# Problem to solve
Output the data below in full, byte for byte. Nothing may differ.

# Data
==========
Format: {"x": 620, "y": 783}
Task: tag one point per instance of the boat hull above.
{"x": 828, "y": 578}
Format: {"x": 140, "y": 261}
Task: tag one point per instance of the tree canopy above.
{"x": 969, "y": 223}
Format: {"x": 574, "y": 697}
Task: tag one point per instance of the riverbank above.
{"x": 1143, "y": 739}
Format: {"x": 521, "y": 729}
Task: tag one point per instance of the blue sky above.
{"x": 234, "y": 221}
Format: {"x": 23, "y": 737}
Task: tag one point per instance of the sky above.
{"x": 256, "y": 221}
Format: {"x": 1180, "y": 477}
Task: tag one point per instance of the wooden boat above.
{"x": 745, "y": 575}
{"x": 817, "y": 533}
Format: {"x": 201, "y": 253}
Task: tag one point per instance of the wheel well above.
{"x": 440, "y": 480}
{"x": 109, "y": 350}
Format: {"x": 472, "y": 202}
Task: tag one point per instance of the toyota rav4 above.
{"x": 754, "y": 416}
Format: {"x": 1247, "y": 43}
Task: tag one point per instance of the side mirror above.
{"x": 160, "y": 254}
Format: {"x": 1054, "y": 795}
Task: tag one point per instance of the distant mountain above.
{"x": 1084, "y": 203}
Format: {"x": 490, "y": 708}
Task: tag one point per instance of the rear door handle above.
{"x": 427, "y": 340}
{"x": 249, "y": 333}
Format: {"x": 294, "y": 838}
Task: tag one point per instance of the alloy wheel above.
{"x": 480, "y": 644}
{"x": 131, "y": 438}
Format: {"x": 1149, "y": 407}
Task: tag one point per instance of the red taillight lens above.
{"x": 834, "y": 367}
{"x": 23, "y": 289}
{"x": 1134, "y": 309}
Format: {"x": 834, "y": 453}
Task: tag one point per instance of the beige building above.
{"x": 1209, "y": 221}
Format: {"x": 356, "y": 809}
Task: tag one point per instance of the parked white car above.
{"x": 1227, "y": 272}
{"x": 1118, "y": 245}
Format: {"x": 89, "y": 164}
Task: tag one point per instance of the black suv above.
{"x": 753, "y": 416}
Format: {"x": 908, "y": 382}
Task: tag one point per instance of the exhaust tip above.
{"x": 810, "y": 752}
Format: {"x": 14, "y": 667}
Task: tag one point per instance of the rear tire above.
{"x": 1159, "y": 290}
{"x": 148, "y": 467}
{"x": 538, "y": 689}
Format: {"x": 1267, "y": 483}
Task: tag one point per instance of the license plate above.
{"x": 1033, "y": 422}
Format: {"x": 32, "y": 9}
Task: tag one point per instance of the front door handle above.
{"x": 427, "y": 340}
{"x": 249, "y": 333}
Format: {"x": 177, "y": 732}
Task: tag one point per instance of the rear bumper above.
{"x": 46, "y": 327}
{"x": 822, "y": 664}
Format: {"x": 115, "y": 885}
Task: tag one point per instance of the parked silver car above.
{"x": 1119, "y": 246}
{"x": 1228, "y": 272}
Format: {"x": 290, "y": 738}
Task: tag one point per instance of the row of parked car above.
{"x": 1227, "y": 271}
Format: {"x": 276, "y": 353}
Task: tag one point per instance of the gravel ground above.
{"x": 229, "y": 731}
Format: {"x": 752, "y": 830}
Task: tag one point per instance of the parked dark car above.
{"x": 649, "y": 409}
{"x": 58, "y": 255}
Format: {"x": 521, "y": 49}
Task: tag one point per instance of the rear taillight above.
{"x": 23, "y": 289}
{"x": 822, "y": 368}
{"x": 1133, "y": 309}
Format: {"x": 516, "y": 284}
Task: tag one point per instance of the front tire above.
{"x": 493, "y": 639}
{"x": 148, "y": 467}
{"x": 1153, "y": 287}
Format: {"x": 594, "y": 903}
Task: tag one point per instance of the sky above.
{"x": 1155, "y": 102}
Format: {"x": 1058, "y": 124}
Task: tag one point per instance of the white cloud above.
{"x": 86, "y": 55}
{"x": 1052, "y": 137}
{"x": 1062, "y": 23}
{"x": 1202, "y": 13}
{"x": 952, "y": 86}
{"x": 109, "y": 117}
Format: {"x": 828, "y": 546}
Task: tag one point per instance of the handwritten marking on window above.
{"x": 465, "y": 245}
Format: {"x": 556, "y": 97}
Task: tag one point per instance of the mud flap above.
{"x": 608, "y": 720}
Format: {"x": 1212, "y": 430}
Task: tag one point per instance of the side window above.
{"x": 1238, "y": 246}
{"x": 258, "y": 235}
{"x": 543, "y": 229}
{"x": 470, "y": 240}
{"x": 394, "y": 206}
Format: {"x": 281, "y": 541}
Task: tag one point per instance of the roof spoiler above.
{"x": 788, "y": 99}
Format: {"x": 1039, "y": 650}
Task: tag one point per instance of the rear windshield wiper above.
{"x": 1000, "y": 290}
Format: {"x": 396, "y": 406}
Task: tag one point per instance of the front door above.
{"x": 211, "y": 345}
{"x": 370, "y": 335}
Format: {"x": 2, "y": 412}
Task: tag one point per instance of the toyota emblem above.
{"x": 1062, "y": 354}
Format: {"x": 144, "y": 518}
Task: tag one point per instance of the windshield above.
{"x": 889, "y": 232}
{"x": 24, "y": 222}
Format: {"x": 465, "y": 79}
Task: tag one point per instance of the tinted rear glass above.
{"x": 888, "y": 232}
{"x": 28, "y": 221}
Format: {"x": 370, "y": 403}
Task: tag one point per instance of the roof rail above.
==========
# Exercise result
Format: {"x": 620, "y": 783}
Task: tag one point per instance of the boat hull above.
{"x": 828, "y": 578}
Format: {"x": 140, "y": 261}
Task: tag one point per instance of the tree canopy above.
{"x": 969, "y": 223}
Format: {"x": 574, "y": 697}
Task: tag one point per instance of the riverbank above.
{"x": 1143, "y": 739}
Format: {"x": 521, "y": 729}
Task: tag one point per instance of the blue sky above.
{"x": 234, "y": 221}
Format: {"x": 23, "y": 737}
Task: tag one point per instance of the sky above.
{"x": 256, "y": 221}
Format: {"x": 1180, "y": 477}
Task: tag one point per instance of the wooden boat above.
{"x": 745, "y": 575}
{"x": 817, "y": 533}
Format: {"x": 201, "y": 253}
Task: tag one point per instance of the wheel well above.
{"x": 440, "y": 480}
{"x": 109, "y": 350}
Format: {"x": 472, "y": 202}
Task: tag one point per instance of the toyota rav4 above.
{"x": 754, "y": 416}
Format: {"x": 1247, "y": 43}
Task: tag one point per instance of the side mirror above.
{"x": 160, "y": 254}
Format: {"x": 1054, "y": 795}
Task: tag one point per instance of the distant mountain above.
{"x": 1084, "y": 203}
Format: {"x": 490, "y": 708}
Task: tag one point per instance of the rear door handle above.
{"x": 427, "y": 340}
{"x": 249, "y": 333}
Format: {"x": 294, "y": 838}
Task: tag one point per instance of the alloy wheel above.
{"x": 480, "y": 644}
{"x": 131, "y": 438}
Format: {"x": 1149, "y": 407}
Task: tag one point per instance of the red taillight lens above.
{"x": 834, "y": 367}
{"x": 23, "y": 289}
{"x": 1134, "y": 309}
Format: {"x": 834, "y": 453}
Task: tag one point per instance of the beige building above.
{"x": 1209, "y": 221}
Format: {"x": 356, "y": 809}
Task: tag one point per instance of the parked white car above.
{"x": 1227, "y": 272}
{"x": 1118, "y": 245}
Format: {"x": 89, "y": 164}
Task: tag one point per instance of the black suv above.
{"x": 753, "y": 416}
Format: {"x": 908, "y": 382}
Task: tag one point per instance of the exhaust tip above.
{"x": 810, "y": 752}
Format: {"x": 14, "y": 667}
Task: tag one point per instance of the rear tire above.
{"x": 1159, "y": 290}
{"x": 148, "y": 467}
{"x": 538, "y": 689}
Format: {"x": 1267, "y": 483}
Task: tag one point per instance of the license plate above.
{"x": 1033, "y": 422}
Format: {"x": 32, "y": 9}
Task: tag one point per instance of the front door handle above.
{"x": 427, "y": 340}
{"x": 249, "y": 333}
Format: {"x": 177, "y": 732}
Task: tag one point per instance of the rear bumper above.
{"x": 46, "y": 327}
{"x": 822, "y": 664}
Format: {"x": 115, "y": 885}
Task: tag one point per instance of the parked silver car above.
{"x": 1119, "y": 246}
{"x": 1228, "y": 272}
Format: {"x": 290, "y": 738}
Task: tag one point per instance of the row of parked car above.
{"x": 1227, "y": 271}
Format: {"x": 276, "y": 353}
Task: tag one point per instance of the gravel ground above.
{"x": 229, "y": 731}
Format: {"x": 752, "y": 830}
Task: tag one point per instance of the parked dark car above.
{"x": 649, "y": 409}
{"x": 58, "y": 255}
Format: {"x": 521, "y": 49}
Task: tag one point per instance of the rear taillight above.
{"x": 23, "y": 289}
{"x": 822, "y": 368}
{"x": 1133, "y": 309}
Format: {"x": 516, "y": 284}
Task: tag one point per instance of the front tire above.
{"x": 493, "y": 639}
{"x": 148, "y": 467}
{"x": 1153, "y": 287}
Format: {"x": 594, "y": 903}
Task: tag one point per instance of the sky above.
{"x": 1155, "y": 102}
Format: {"x": 1058, "y": 124}
Task: tag one point per instance of the white cloud above.
{"x": 86, "y": 55}
{"x": 1052, "y": 137}
{"x": 1062, "y": 23}
{"x": 1202, "y": 13}
{"x": 952, "y": 86}
{"x": 109, "y": 117}
Format: {"x": 828, "y": 546}
Task: tag one point per instance of the handwritten marking on window above.
{"x": 465, "y": 245}
Format: {"x": 556, "y": 97}
Task: tag one point per instance of the mud flap above.
{"x": 608, "y": 720}
Format: {"x": 1212, "y": 430}
Task: tag one point per instance of the side window above.
{"x": 1238, "y": 246}
{"x": 258, "y": 235}
{"x": 543, "y": 229}
{"x": 470, "y": 240}
{"x": 394, "y": 206}
Format: {"x": 281, "y": 541}
Task: tag one point per instance of the roof spoiler above.
{"x": 788, "y": 99}
Format: {"x": 1039, "y": 650}
Task: tag one point per instance of the rear windshield wiper above.
{"x": 1000, "y": 290}
Format: {"x": 396, "y": 406}
Task: tag one point per instance of the front door above.
{"x": 211, "y": 345}
{"x": 370, "y": 335}
Format: {"x": 2, "y": 412}
Task: tag one point per instance of the toyota emblem above.
{"x": 1062, "y": 354}
Format: {"x": 144, "y": 518}
Task: tag one point per instance of the windshield above.
{"x": 889, "y": 232}
{"x": 24, "y": 222}
Format: {"x": 465, "y": 79}
Task: tag one point per instance of the tinted rear glass above.
{"x": 888, "y": 232}
{"x": 28, "y": 221}
Format: {"x": 370, "y": 403}
Task: tag one point per instance of the roof rail above.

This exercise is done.